» Problem statement
According to the provided text, who knocked on the writer's door after the writer's husband mentioned the need for Tylenol?

» Provided text
I got home, stripped all my clothes off (I couldn't stand for anything to touch me) and laid down in bed.  I laid there for quite a while noticing that I was in more and more pain.  My left shoulder began to hurt extremely bad to the point of not being able to move it and I officially could not straighten out my body because I was in so much pain.  I tried not to worry because after calling my doctor three times, she said I was fine.  I did call my husband finally and asked him to bring me some Tylenol since we were out a home. 
Somewhere a long the line, he had talked to his Pap about me not feeling well and needing some Tylenol, and before I knew it, there was a knock on my door...So now I'm trying to throw some clothes on while not being able to move my right side (I'm right handed by the way) and doubled over in pain.  I finally get to the door, and there's Pap.  While I would like to say that I held it together really well before this point.  I guess Pap could tell that something major was wrong and asked me if I were okay.  Well, bless his heart because I began squalling because I couldn't contain my pain any longer.  He tried to help me to a chair to sit down, but at that moment I had an indescribible sharp pain shoot through my right side and I collapsed on the floor.  I then began hyperventalating and couldn't breathe.  I thought I was dying.  No doubt about it.
I finally was able to get up and by that time, my husband finally came home to check on me.  He quickly told me we were going to the ER (again).  We got there, and of course I can't recall a whole lot of everything that happened besides being in EXTREME pain!  I do remember having A LOT of tests ran and everything hurting.  I almost passed out a couple of times due to the pain and broke out into a lot of sweats.  It was crazy.  They wouldn't give me any pain medicine that would touch the amount of pain I was in due to being pregnant, so I just had to endure it all.

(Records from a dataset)

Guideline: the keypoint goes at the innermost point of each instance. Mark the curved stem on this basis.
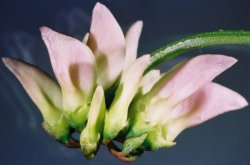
(197, 41)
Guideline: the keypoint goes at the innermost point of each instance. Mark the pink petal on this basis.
(44, 91)
(132, 40)
(73, 64)
(107, 42)
(211, 101)
(190, 76)
(208, 102)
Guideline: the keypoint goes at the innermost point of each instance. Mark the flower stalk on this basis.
(107, 94)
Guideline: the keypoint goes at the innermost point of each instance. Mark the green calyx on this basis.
(90, 137)
(124, 117)
(78, 117)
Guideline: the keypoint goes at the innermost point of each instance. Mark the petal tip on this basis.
(8, 62)
(45, 32)
(99, 6)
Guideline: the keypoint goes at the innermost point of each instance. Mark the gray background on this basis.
(223, 140)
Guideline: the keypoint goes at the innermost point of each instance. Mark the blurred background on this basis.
(223, 140)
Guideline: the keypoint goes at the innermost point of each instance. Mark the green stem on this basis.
(197, 41)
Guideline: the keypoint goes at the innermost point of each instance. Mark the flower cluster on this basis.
(103, 92)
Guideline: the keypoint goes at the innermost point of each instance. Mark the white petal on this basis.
(107, 42)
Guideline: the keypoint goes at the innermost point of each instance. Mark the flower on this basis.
(102, 93)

» Answer
Pap